Copy the listing below word for word, every line of it, and leave out the pictures.

————————

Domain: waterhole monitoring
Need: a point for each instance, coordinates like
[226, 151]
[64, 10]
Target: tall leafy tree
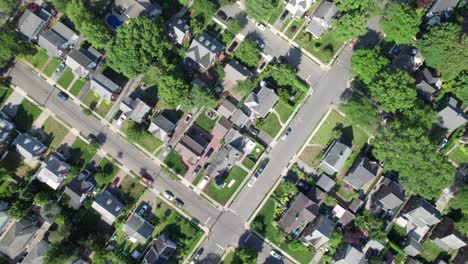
[138, 45]
[445, 48]
[366, 63]
[400, 23]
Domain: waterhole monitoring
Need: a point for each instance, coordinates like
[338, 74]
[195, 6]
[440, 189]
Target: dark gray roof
[301, 212]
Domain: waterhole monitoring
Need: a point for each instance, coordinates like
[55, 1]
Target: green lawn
[266, 226]
[271, 125]
[204, 122]
[174, 161]
[284, 110]
[324, 48]
[138, 134]
[27, 113]
[91, 99]
[52, 66]
[223, 195]
[77, 86]
[56, 132]
[66, 78]
[103, 108]
[459, 155]
[82, 150]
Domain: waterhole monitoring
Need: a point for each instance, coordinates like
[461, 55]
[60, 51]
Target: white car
[275, 254]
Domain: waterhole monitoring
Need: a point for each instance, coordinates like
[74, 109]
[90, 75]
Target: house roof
[138, 228]
[363, 174]
[301, 212]
[202, 51]
[17, 237]
[262, 101]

————————

FINISHED ANSWER
Domain: waterhole monitoring
Need: a point for each instance, coordinates like
[226, 151]
[64, 10]
Target: tall leafy tree
[138, 45]
[445, 48]
[366, 63]
[400, 23]
Domain: waterhole monitoring
Need: a point for each instance, coordinates like
[338, 74]
[195, 6]
[440, 189]
Target: dark gray roof
[301, 212]
Domain: waterhole monitoring
Need: a point for each instance, coordinates like
[55, 1]
Target: green lawn
[266, 226]
[271, 125]
[204, 122]
[174, 161]
[284, 110]
[324, 48]
[138, 134]
[27, 113]
[91, 99]
[52, 66]
[223, 195]
[77, 86]
[56, 132]
[66, 78]
[103, 108]
[459, 155]
[82, 150]
Domain: waterhole monitoring
Need: a point for each instance, coordinates like
[461, 55]
[60, 51]
Target: white car
[275, 254]
Domain: waterhole monitoring
Need: a point for each instance, coordinates like
[74, 109]
[90, 75]
Target: house roof
[138, 228]
[363, 174]
[301, 212]
[202, 51]
[17, 237]
[262, 101]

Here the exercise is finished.